- **EXERCISE OBJECTIVE**: Return, character for character, the lines of the entries from the one containing "Where can you see the house" through the one containing "[[334, 312]]", both included. Give nothing else.
━━ RECORDS PROVIDED
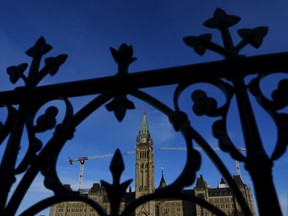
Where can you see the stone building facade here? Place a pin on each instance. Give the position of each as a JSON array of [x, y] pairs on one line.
[[220, 196]]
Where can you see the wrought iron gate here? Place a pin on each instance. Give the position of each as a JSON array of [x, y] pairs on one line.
[[228, 75]]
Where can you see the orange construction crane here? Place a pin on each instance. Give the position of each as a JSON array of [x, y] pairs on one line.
[[215, 148], [94, 157]]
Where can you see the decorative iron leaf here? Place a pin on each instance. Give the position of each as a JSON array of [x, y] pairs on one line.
[[123, 57], [53, 63], [40, 48], [254, 36], [15, 72], [198, 42], [203, 105], [119, 105], [47, 120], [220, 19]]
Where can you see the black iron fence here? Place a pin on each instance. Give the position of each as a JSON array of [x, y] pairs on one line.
[[228, 75]]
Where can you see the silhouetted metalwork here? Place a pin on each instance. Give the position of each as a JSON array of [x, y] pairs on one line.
[[23, 103]]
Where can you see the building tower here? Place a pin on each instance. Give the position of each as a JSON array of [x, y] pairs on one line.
[[144, 174]]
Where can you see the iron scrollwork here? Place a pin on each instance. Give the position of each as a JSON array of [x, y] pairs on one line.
[[24, 103]]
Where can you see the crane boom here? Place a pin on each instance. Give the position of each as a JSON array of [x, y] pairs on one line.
[[94, 157]]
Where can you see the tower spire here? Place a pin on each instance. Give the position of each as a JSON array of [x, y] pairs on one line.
[[144, 125]]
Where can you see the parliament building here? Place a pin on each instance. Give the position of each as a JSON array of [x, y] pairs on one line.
[[222, 196]]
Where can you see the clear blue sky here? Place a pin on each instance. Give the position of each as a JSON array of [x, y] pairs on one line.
[[85, 30]]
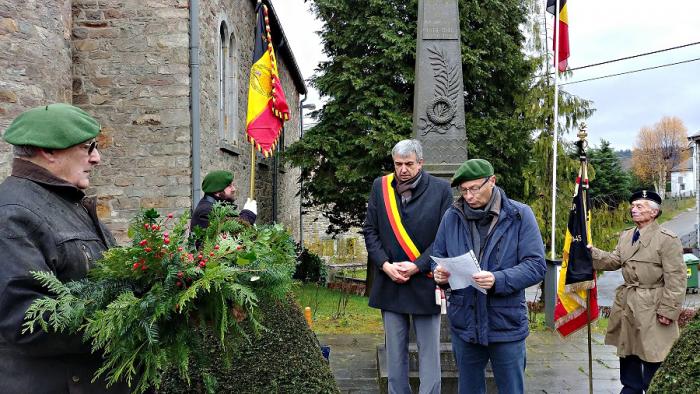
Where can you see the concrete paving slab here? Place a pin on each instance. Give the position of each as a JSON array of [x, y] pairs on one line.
[[554, 364]]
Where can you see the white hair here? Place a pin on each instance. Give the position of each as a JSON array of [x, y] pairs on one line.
[[404, 148]]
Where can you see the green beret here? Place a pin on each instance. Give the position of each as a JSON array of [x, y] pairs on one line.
[[54, 126], [216, 181], [472, 169]]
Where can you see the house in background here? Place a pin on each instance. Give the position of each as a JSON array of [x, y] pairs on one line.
[[168, 81], [683, 179]]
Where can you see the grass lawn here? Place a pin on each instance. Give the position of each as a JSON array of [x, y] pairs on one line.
[[334, 312]]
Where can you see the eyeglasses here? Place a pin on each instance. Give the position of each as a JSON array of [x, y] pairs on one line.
[[91, 146], [473, 190]]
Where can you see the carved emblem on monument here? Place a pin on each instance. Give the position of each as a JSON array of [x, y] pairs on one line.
[[442, 108]]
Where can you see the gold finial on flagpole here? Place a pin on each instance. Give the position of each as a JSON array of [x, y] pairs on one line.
[[582, 132]]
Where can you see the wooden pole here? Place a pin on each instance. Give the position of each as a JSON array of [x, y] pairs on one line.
[[252, 172]]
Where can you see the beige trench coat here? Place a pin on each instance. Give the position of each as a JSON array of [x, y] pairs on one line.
[[655, 282]]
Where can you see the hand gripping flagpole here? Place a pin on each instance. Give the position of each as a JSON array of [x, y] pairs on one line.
[[582, 144], [252, 171]]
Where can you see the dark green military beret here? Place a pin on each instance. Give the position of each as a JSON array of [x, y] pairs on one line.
[[54, 126], [472, 169], [216, 181]]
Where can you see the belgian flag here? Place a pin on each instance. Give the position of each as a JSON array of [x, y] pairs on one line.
[[577, 275], [267, 105], [561, 31]]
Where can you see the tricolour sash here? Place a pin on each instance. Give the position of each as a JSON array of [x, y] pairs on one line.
━━━━
- **RESULT**:
Where can you see the house in background here? Place a pin on each instance. Give the position of each as a JSON array of [x, y] pairs on one line.
[[168, 81], [683, 179]]
Where can you see the grass lawn here? Place a pin on each instance. Give the position of each as a JSON array of [x, y] pairs on one line.
[[334, 312]]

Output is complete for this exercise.